Task to complete >> Transcribe word for word each line from the one containing "Query: steep ice wall" to the final line of the data, both included. Skip the pictures.

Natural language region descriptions
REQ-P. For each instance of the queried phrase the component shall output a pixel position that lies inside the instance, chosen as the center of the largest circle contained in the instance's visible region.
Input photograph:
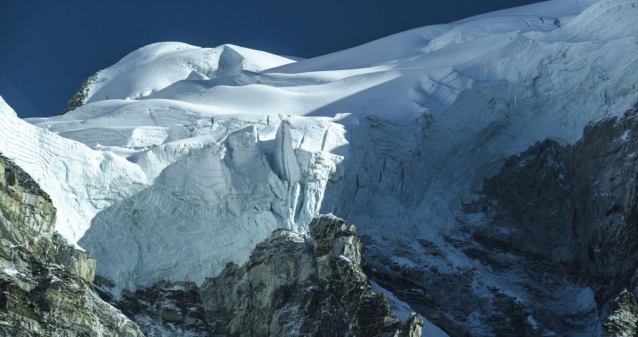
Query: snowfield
(184, 158)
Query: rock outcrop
(291, 286)
(45, 284)
(82, 95)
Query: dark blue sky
(49, 47)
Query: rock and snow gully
(488, 164)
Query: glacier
(182, 159)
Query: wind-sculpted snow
(201, 162)
(159, 65)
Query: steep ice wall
(393, 135)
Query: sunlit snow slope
(185, 158)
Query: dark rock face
(45, 284)
(80, 97)
(557, 228)
(577, 207)
(291, 286)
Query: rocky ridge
(291, 286)
(45, 284)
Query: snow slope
(198, 154)
(159, 65)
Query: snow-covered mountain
(178, 160)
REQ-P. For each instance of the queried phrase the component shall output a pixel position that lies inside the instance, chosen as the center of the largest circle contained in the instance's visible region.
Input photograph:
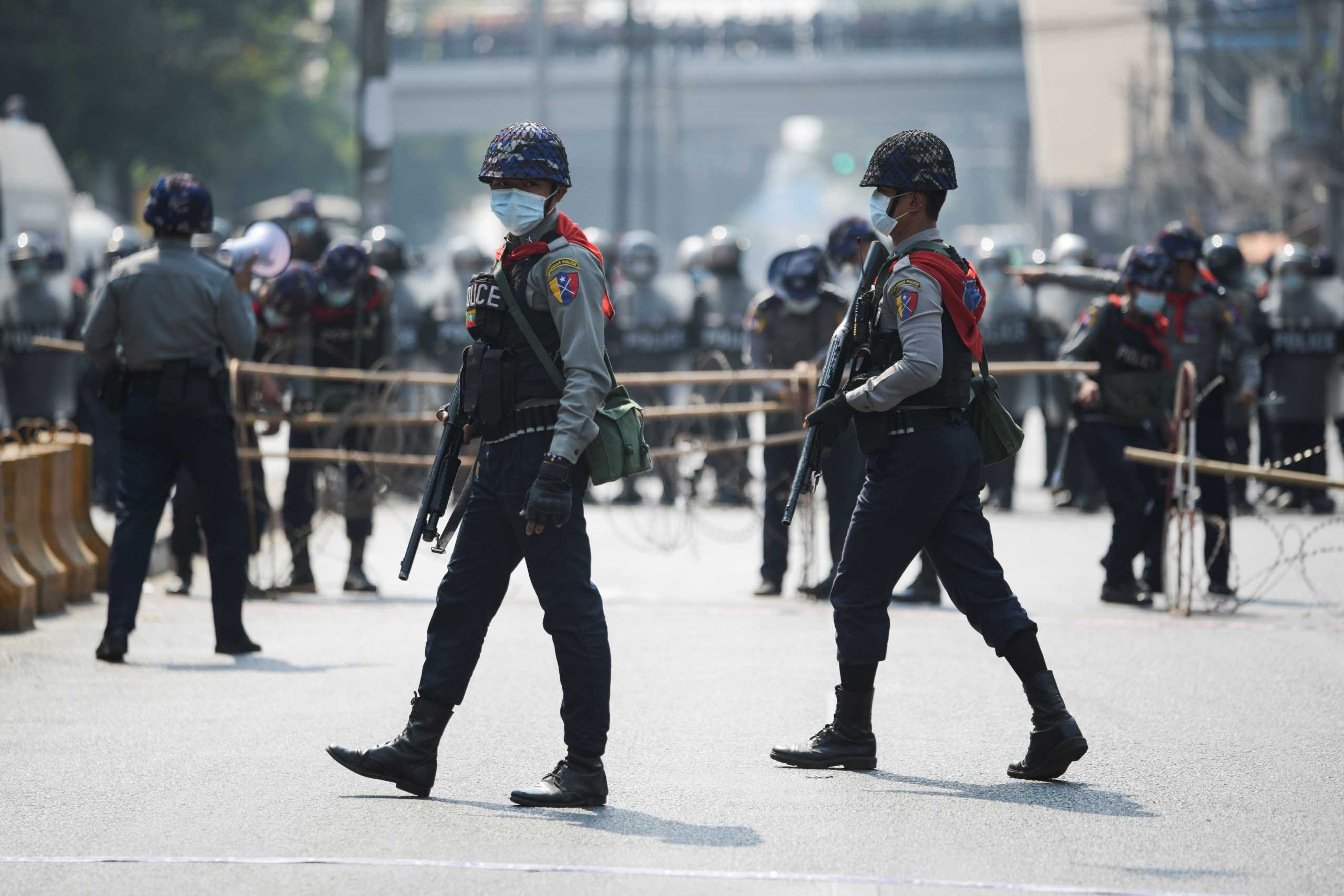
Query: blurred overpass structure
(706, 131)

Answer to this task >>
Query: steep ice wall
(393, 135)
Query: sunlit snow slope
(185, 158)
Query: dark rock face
(45, 284)
(80, 97)
(557, 228)
(577, 207)
(291, 286)
Query: rocky ridge
(291, 286)
(45, 284)
Query: snow slope
(198, 154)
(159, 65)
Query: snow-covered mountain
(178, 160)
REQ-P. For each instance of the queried phrase the component shall output a pixel position that lies inside the instance, chosen as the center of the largest circle contained in the instance's visible region.
Input photograph:
Query: blurred overpass structure
(706, 131)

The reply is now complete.